■ **TO DO**
Reproduce each of the records below word for word, line by line, without changing anything.

── DATA FOR THIS TASK

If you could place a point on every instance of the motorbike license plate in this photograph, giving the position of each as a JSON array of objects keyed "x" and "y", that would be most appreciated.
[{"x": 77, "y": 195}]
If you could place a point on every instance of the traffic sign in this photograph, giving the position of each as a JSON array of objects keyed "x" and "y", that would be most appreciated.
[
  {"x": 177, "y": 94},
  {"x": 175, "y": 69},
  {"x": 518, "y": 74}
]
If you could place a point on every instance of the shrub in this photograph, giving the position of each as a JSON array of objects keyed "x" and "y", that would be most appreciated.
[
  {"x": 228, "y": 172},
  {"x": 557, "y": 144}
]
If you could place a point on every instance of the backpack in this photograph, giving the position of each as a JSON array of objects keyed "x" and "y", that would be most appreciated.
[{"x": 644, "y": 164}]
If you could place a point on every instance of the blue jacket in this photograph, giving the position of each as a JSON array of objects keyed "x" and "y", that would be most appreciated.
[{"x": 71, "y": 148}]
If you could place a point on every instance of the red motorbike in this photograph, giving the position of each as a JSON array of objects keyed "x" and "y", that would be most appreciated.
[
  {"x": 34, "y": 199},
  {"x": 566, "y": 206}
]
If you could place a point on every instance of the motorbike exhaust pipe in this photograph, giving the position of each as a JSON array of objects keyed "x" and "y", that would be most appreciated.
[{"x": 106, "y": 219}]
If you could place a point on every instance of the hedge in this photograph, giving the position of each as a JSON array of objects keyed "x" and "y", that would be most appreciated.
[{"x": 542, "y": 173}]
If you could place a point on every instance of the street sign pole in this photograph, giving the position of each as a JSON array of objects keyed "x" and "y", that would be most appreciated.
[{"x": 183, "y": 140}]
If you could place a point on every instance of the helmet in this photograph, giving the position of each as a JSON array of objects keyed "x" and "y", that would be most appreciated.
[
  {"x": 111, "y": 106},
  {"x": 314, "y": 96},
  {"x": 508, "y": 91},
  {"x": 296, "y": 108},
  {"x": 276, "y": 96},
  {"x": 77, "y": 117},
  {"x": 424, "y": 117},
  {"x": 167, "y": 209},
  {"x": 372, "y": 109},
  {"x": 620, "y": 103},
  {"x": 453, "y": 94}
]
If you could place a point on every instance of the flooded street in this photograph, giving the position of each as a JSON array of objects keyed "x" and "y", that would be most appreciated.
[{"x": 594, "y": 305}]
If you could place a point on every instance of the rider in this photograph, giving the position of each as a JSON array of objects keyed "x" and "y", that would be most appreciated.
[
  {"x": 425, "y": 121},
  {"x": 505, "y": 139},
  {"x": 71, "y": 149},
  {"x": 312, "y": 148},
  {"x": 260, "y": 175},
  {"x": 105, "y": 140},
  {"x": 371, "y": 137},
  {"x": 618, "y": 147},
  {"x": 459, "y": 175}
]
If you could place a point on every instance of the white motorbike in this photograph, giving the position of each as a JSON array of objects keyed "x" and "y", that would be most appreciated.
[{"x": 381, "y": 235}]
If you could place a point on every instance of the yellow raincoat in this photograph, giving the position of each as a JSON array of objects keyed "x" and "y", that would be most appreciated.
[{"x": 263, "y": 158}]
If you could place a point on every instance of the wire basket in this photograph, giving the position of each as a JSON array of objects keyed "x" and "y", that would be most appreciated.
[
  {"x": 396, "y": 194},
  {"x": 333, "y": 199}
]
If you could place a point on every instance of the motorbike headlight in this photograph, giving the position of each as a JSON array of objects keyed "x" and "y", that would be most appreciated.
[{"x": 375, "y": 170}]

────

■ **CORRECT RESULT**
If you could place a point on every instance of the motorbike license plate in this photograph, giving the position of each as a JSON array of objects keyed "x" and "y", that would be most appreciated.
[{"x": 77, "y": 195}]
If you could place a point on every instance of the traffic sign in this photograph, giving the position of each as a JSON array of objects keyed "x" and "y", that would be most appreciated.
[
  {"x": 177, "y": 94},
  {"x": 175, "y": 69},
  {"x": 518, "y": 74}
]
If you could place a point on every instance of the shrub in this photograph, giving the position of each as a JSON array of objects keyed "x" and "y", that would be most appreciated.
[
  {"x": 228, "y": 172},
  {"x": 557, "y": 144}
]
If you could place a point on every instance of the backpack in this photograph, giving the position of each as a JSON array of objects keyed "x" and "y", that would be most appreciated.
[{"x": 644, "y": 164}]
If you could place a point on every instance of the blue jacket in this photograph, giving the position of each as a JSON array of objects keyed "x" and "y", that would be most appreciated.
[{"x": 71, "y": 148}]
If you could place a point on every instance of the red motorbike in this photograph, giving the position of each as a JSON array of objects keyed "x" and "y", that would be most appreciated.
[
  {"x": 34, "y": 199},
  {"x": 566, "y": 206}
]
If you could place a point on every instance of the motorbike exhaust pipe in this photograph, giving the position of each as a JSON array of objects keyed "x" and "y", that would be most appreciated.
[{"x": 106, "y": 219}]
If you could place a point on every instance of the hedge in this photograph, giving the position of each as a JSON array of objects keyed "x" and "y", that would be most appreciated.
[{"x": 542, "y": 173}]
If you could place a point on every instance of the street sign pole in this photograph, giving the position of each as a JSON array of objects keyed "x" and "y", that would be most appreciated.
[{"x": 183, "y": 140}]
If you could place a point on every instance of the helmet in this photograph, giving the position of each as a JSON array of objects keyed "x" and "y", that would be most appreciated.
[
  {"x": 111, "y": 106},
  {"x": 314, "y": 96},
  {"x": 508, "y": 91},
  {"x": 296, "y": 108},
  {"x": 276, "y": 96},
  {"x": 77, "y": 117},
  {"x": 424, "y": 117},
  {"x": 167, "y": 209},
  {"x": 372, "y": 109},
  {"x": 620, "y": 103},
  {"x": 453, "y": 94}
]
If you could place a point on every instance of the flooded street in this photograph, giving the position of each as a JSON array of objects keyed "x" and "y", that would be most appreciated.
[{"x": 594, "y": 305}]
If you could place a point on every instance of the rider in this photograph, giving the position of each as a JSON array of objects keyed "x" and "y", that would be most appreciated.
[
  {"x": 425, "y": 121},
  {"x": 505, "y": 139},
  {"x": 71, "y": 149},
  {"x": 312, "y": 148},
  {"x": 260, "y": 175},
  {"x": 105, "y": 140},
  {"x": 371, "y": 137},
  {"x": 618, "y": 147},
  {"x": 459, "y": 175}
]
If you could place a point on every instance of the white motorbike in this photograph, giving the position of each as a JSON array of objects keyed "x" and "y", that would be most appreciated.
[{"x": 381, "y": 235}]
If you could place a point on every instance of the yellow raincoat in this photograph, giving the position of each as a JSON array of objects keyed "x" and "y", that would be most appreciated.
[{"x": 263, "y": 158}]
If you could place a point on every instance of the wire basket in this photograph, giving the position of each as a JSON array of objects keyed "x" and "y", that would be most appreciated.
[
  {"x": 396, "y": 194},
  {"x": 333, "y": 199}
]
If you could place a point on every instance of the motorbike headlight in this photograph, giving the position of each as a JSON array of objects keyed "x" and "y", that would be most appreciated.
[{"x": 375, "y": 170}]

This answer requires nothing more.